◆ DIRECTIONS FOR THIS TASK:
Without altering anything, repeat each of the records.

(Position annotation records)
========
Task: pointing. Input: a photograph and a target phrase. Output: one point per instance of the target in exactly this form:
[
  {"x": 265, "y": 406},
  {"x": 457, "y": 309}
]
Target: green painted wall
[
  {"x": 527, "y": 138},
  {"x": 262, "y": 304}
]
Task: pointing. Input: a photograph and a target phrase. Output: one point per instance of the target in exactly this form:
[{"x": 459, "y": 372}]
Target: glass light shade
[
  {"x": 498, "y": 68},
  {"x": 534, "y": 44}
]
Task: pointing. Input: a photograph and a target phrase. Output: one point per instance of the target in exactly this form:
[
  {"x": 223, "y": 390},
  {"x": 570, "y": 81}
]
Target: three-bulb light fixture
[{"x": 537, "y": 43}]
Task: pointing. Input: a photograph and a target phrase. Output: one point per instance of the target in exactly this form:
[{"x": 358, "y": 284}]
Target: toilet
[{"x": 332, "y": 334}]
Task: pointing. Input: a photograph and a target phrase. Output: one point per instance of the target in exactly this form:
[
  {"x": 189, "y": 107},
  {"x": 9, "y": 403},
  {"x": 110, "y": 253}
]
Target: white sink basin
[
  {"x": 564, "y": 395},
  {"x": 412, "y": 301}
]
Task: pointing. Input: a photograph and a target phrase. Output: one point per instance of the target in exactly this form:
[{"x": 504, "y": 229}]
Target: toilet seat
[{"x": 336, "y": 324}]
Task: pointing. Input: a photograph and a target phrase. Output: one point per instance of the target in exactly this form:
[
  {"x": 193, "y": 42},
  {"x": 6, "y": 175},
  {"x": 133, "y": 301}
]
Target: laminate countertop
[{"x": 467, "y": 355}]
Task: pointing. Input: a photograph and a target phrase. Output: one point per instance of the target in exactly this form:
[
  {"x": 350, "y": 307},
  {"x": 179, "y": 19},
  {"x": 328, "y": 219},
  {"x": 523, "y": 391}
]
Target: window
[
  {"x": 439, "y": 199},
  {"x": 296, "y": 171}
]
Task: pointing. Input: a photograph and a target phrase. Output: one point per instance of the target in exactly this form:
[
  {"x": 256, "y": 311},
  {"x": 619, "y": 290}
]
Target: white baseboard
========
◆ ANSWER TO THE TASK:
Task: pointing. Input: a photograph and a target phrase. Output: one point per instance of the target in exactly this form:
[
  {"x": 265, "y": 406},
  {"x": 457, "y": 309}
]
Target: green painted wall
[
  {"x": 527, "y": 138},
  {"x": 262, "y": 304}
]
Task: pointing. Input: a photograph and a target phrase. Output: one point per instance of the target in exactly this form:
[{"x": 459, "y": 372}]
Target: glass light shade
[
  {"x": 498, "y": 68},
  {"x": 534, "y": 44}
]
Task: pointing. Input: a photograph and a target phrase. Output: one point per instance of the target in exactly this form:
[
  {"x": 223, "y": 390},
  {"x": 570, "y": 81}
]
Target: three-bulb light fixture
[{"x": 537, "y": 43}]
Task: pointing. Input: a photograph and a target phrase. Output: one point per instance of the target in exactly this form:
[{"x": 358, "y": 284}]
Target: toilet
[{"x": 332, "y": 334}]
Task: pointing. Input: a photograph and a target phrase. Output: one point per instance of the target in exactly this form:
[
  {"x": 189, "y": 107},
  {"x": 9, "y": 403},
  {"x": 110, "y": 253}
]
Target: white sink basin
[
  {"x": 564, "y": 395},
  {"x": 412, "y": 301}
]
Task: pointing. Input: a photograph and a target phrase. Output: one point per instance of the target in exactly this form:
[{"x": 504, "y": 229}]
Target: toilet seat
[{"x": 336, "y": 324}]
Task: pointing. Input: a photograph and a target phrase. Output: one point per instance of the target in exactly this form:
[
  {"x": 193, "y": 42},
  {"x": 6, "y": 175},
  {"x": 133, "y": 301}
]
Target: laminate countertop
[{"x": 467, "y": 355}]
Task: pointing. Input: a photograph and a target phrase. Output: one point per instance of the target in exactly this form:
[
  {"x": 350, "y": 307},
  {"x": 179, "y": 19},
  {"x": 328, "y": 219},
  {"x": 523, "y": 391}
]
Target: window
[
  {"x": 439, "y": 199},
  {"x": 296, "y": 171}
]
Task: pointing. Input: a photograph and a target phrase. Output: one point per instance of the target in exactly this form:
[
  {"x": 256, "y": 311},
  {"x": 619, "y": 290}
]
Target: white baseboard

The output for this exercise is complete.